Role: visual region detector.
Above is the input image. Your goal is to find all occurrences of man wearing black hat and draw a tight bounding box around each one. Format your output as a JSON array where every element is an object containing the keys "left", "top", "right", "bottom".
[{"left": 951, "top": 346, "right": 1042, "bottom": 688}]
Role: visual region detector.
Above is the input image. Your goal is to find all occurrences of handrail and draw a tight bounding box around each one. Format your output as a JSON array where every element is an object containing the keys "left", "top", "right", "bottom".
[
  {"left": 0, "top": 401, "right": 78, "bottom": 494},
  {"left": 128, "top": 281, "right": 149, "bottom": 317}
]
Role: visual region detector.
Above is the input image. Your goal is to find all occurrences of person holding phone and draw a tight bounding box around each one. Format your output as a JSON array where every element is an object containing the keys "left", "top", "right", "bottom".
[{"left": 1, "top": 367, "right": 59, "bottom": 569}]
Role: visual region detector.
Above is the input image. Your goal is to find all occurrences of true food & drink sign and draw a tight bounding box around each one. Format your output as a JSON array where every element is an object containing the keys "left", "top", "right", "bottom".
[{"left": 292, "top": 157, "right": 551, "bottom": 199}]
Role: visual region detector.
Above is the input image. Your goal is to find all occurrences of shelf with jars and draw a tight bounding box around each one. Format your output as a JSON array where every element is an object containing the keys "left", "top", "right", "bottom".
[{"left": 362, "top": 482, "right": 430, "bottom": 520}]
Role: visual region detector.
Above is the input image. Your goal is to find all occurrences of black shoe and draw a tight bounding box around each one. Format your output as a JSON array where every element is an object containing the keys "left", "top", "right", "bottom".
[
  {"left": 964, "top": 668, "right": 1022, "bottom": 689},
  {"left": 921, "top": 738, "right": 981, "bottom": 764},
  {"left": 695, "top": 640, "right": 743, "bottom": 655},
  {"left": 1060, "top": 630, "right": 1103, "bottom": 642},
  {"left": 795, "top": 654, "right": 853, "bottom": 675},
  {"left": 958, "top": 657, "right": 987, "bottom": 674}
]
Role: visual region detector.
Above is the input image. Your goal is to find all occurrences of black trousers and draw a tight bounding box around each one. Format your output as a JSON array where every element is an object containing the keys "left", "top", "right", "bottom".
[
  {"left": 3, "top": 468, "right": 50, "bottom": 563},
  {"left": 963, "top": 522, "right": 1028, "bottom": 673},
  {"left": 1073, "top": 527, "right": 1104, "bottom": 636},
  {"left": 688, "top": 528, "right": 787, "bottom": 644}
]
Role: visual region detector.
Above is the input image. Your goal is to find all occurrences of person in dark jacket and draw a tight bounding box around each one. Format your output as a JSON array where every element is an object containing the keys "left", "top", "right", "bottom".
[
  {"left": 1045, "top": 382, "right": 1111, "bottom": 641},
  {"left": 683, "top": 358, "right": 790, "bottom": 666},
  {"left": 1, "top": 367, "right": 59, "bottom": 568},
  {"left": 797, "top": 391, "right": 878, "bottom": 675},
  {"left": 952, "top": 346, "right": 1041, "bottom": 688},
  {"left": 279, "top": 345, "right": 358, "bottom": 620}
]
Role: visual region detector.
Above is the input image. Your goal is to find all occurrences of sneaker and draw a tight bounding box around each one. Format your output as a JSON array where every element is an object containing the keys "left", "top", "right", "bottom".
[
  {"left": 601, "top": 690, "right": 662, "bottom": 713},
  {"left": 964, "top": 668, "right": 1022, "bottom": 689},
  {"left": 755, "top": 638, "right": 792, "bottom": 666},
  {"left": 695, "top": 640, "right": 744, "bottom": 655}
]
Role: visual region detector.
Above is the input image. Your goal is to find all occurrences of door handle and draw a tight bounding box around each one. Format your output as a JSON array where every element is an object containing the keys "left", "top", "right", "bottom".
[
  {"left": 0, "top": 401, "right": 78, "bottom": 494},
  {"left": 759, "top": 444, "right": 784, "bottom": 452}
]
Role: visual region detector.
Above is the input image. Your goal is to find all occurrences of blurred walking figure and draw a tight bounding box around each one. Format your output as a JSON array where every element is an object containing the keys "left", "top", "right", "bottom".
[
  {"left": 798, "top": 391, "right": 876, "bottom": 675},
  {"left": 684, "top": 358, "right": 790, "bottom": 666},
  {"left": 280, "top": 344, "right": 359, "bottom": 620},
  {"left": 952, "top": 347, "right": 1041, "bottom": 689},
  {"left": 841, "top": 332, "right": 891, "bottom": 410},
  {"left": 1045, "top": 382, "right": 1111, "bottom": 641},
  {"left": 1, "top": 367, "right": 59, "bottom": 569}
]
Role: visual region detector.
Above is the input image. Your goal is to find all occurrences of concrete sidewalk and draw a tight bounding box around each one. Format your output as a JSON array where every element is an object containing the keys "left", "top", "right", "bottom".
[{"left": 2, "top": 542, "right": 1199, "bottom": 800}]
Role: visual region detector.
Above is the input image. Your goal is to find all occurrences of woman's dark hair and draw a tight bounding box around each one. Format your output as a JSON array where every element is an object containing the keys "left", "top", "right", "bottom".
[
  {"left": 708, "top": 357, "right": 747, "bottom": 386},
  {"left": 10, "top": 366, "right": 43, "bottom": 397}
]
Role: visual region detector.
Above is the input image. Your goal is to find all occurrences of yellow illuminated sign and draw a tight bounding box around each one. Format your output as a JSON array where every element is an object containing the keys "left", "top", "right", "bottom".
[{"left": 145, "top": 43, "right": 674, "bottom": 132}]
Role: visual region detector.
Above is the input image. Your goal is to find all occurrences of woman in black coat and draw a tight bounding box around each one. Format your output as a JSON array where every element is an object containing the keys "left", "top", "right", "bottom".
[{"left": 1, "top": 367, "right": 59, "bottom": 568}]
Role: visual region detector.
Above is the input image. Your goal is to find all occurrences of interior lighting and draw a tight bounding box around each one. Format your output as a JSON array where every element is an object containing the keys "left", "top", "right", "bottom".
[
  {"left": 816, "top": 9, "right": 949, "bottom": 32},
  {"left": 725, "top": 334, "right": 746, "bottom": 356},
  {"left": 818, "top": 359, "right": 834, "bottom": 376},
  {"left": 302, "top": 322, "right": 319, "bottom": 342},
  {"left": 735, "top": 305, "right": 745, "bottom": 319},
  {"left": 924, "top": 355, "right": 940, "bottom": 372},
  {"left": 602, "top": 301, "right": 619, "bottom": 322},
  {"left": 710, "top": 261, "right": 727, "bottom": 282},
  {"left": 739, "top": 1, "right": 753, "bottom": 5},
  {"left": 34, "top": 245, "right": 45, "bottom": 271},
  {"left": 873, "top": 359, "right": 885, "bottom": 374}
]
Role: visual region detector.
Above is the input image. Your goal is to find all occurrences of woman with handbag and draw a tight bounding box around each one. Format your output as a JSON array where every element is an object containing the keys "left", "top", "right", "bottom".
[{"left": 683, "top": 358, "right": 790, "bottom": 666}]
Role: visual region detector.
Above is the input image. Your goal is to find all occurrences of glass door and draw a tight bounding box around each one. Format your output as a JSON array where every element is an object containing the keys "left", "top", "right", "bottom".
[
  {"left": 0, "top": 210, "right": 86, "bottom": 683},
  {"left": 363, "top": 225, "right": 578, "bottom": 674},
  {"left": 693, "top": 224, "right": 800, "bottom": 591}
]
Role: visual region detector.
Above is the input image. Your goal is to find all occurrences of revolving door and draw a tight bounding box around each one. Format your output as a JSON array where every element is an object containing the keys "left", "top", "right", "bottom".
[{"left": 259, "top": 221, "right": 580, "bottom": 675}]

REQUIRED WORK:
Transcribe the entire listing without a single omission.

OUTPUT FOR THIS TASK:
Role: visual region detector.
Above is the input image. Your goal is to find all occurrences of man wearing black hat and draw a tight bounding box around each one. Format your output as a JSON array where every element is an object containing the keys "left", "top", "right", "bottom".
[{"left": 951, "top": 346, "right": 1042, "bottom": 688}]
Role: visual region detector.
Above is the input image. Your goal is to find all occurrences of handrail and draw a tight bounding box around each one. Format your output as a JSON array where every element is an object containing the keys "left", "top", "right", "bottom".
[
  {"left": 0, "top": 401, "right": 78, "bottom": 494},
  {"left": 128, "top": 281, "right": 149, "bottom": 317}
]
Role: visual region detector.
Above is the input image. Your goal is to find all occurrences of person holding phone and draw a tight bounding box around each one. Format your output as a JSON array where every element is an object containing the keys "left", "top", "right", "bottom".
[{"left": 1, "top": 367, "right": 59, "bottom": 569}]
Role: visual region detector.
Above is the input image. Your goal is to find all occurrences of true food & drink sign and draw a tight bounding box around each one. Format your output as a JSON array where every element is an object containing the keys "left", "top", "right", "bottom".
[{"left": 292, "top": 157, "right": 551, "bottom": 199}]
Role: visual region detector.
Above is the input image. Your goal is to find all occurrences of shelf with jars and draw a tight bounding box around each one. Format your output as a JSON array where every element is an object containing the keys "left", "top", "right", "bottom".
[{"left": 362, "top": 482, "right": 430, "bottom": 520}]
Role: visual region detector.
Above is the input image. Your goal is to find all occurrences of black shoe and draw a tight bounding box around each one. Format your output as a JSON array where every element is an object containing the keys "left", "top", "right", "bottom".
[
  {"left": 964, "top": 668, "right": 1022, "bottom": 689},
  {"left": 921, "top": 738, "right": 981, "bottom": 764},
  {"left": 695, "top": 640, "right": 743, "bottom": 655},
  {"left": 1060, "top": 630, "right": 1103, "bottom": 642},
  {"left": 795, "top": 654, "right": 853, "bottom": 675},
  {"left": 958, "top": 657, "right": 987, "bottom": 674}
]
Role: visual region detector.
Above is the input image. Your goal is to find all occurrences of black trousers and draw a tight bounding box around each one. Format your output as a JSON array where every element is an object containing the keys "left", "top", "right", "bottom".
[
  {"left": 3, "top": 468, "right": 50, "bottom": 563},
  {"left": 963, "top": 522, "right": 1028, "bottom": 673},
  {"left": 1073, "top": 527, "right": 1104, "bottom": 636},
  {"left": 688, "top": 528, "right": 787, "bottom": 644}
]
Role: visual region detector.
Above is the input image. Your goal is to find all occurrences of person in dark jacket and draw a tight bounding box around each one. Format your output as a JSON array where every element is an object containing the keys "left", "top", "right", "bottom".
[
  {"left": 1045, "top": 382, "right": 1111, "bottom": 641},
  {"left": 683, "top": 358, "right": 790, "bottom": 666},
  {"left": 1, "top": 367, "right": 59, "bottom": 568},
  {"left": 797, "top": 391, "right": 878, "bottom": 675},
  {"left": 952, "top": 346, "right": 1041, "bottom": 688},
  {"left": 279, "top": 345, "right": 358, "bottom": 620}
]
Role: visual region detector.
Above is the input image. Your goal is to find all occurrences of sneaker and draw a tight bounding box around each one. Format your output as a JSON array where every element is an object containing the keys "left", "top", "right", "bottom".
[
  {"left": 601, "top": 690, "right": 662, "bottom": 713},
  {"left": 964, "top": 668, "right": 1022, "bottom": 689},
  {"left": 755, "top": 638, "right": 792, "bottom": 666},
  {"left": 695, "top": 640, "right": 744, "bottom": 655}
]
Role: visual region detector.
Above is the input image. Your goal is to find all occurrences of door handle and draw a tight bounding box around each one. Format your output as a JSON array where every element is an object containing the keys "left", "top", "right", "bottom".
[
  {"left": 0, "top": 401, "right": 78, "bottom": 494},
  {"left": 759, "top": 444, "right": 784, "bottom": 452}
]
Role: visual region detector.
Above is the input image. Your goal is to find all occurrences of blurred walking figure and draw a tight bounding box around each one. Format your output as a JSON array where every element is an object containing the keys "left", "top", "right", "bottom".
[
  {"left": 798, "top": 391, "right": 876, "bottom": 675},
  {"left": 684, "top": 358, "right": 790, "bottom": 666},
  {"left": 280, "top": 344, "right": 359, "bottom": 620},
  {"left": 952, "top": 347, "right": 1041, "bottom": 689},
  {"left": 841, "top": 332, "right": 891, "bottom": 410},
  {"left": 1045, "top": 382, "right": 1111, "bottom": 641},
  {"left": 1, "top": 367, "right": 59, "bottom": 569}
]
Role: visual region detector.
Above is the input image. Your goal is to find all occurrences of concrete sidewalk and draw a tight bounding box around each one. Format your output as a JSON array where every element is an object containing the keys "left", "top", "right", "bottom".
[{"left": 2, "top": 542, "right": 1199, "bottom": 800}]
Role: visual region detector.
Above is the input image. Your goal is to find all occurrences of woman's dark hair and draw a tight bounding box around each one. Format your output as a JSON array where every element is an object containing the keys "left", "top", "right", "bottom".
[
  {"left": 708, "top": 357, "right": 747, "bottom": 386},
  {"left": 10, "top": 366, "right": 43, "bottom": 397}
]
Role: visual region detector.
Above is the input image. Your goal is to find all occurrences of yellow illuminated sign and draw a tight bounding box around each one. Format your output as a JSON array where every element is an object containing the keys "left", "top", "right", "bottom".
[{"left": 145, "top": 43, "right": 674, "bottom": 132}]
Role: visual region detector.
Above is the input image. Your goal is to find all occurrences of woman in black coat and draw a tight bounding box around each one. Format your output as a JSON array where every element is an object containing the keys "left", "top", "right", "bottom".
[{"left": 1, "top": 367, "right": 59, "bottom": 568}]
Role: visual region detector.
Above is the input image. Your goal is to find all occurrences of interior lighting and draw a tight bounding box around each one. Format your output as a JSON array where every element is an object containing the keys "left", "top", "right", "bottom".
[
  {"left": 816, "top": 9, "right": 949, "bottom": 32},
  {"left": 725, "top": 334, "right": 746, "bottom": 356},
  {"left": 818, "top": 359, "right": 834, "bottom": 376},
  {"left": 302, "top": 322, "right": 319, "bottom": 342},
  {"left": 735, "top": 305, "right": 745, "bottom": 319},
  {"left": 924, "top": 355, "right": 940, "bottom": 372},
  {"left": 602, "top": 301, "right": 619, "bottom": 322},
  {"left": 710, "top": 261, "right": 727, "bottom": 282},
  {"left": 739, "top": 1, "right": 753, "bottom": 5},
  {"left": 34, "top": 245, "right": 45, "bottom": 271},
  {"left": 873, "top": 359, "right": 885, "bottom": 374}
]
Role: visual region detector.
Above is the input image. Your goal is to find all occurrences of woman with handbag and draw a tight bounding box around each one. Format your output as a JSON array where every element is an object containing the keys "left", "top", "right", "bottom".
[{"left": 683, "top": 358, "right": 790, "bottom": 666}]
Role: visual region detector.
Above is the input image. Your goal is to find all occurrences of glass door and draw a tight bounding box around each one. Format your output as a JSON array where every element is an object containing the keys "left", "top", "right", "bottom".
[
  {"left": 0, "top": 210, "right": 86, "bottom": 683},
  {"left": 363, "top": 225, "right": 578, "bottom": 674},
  {"left": 693, "top": 224, "right": 800, "bottom": 591}
]
Role: visual region detector.
Above is the input image. Your goal is to find all occurrences of revolving door and draw a tight bounding box around each one. Format your output as a JSON array where every element is an object containing the keys "left", "top", "right", "bottom".
[{"left": 259, "top": 221, "right": 580, "bottom": 675}]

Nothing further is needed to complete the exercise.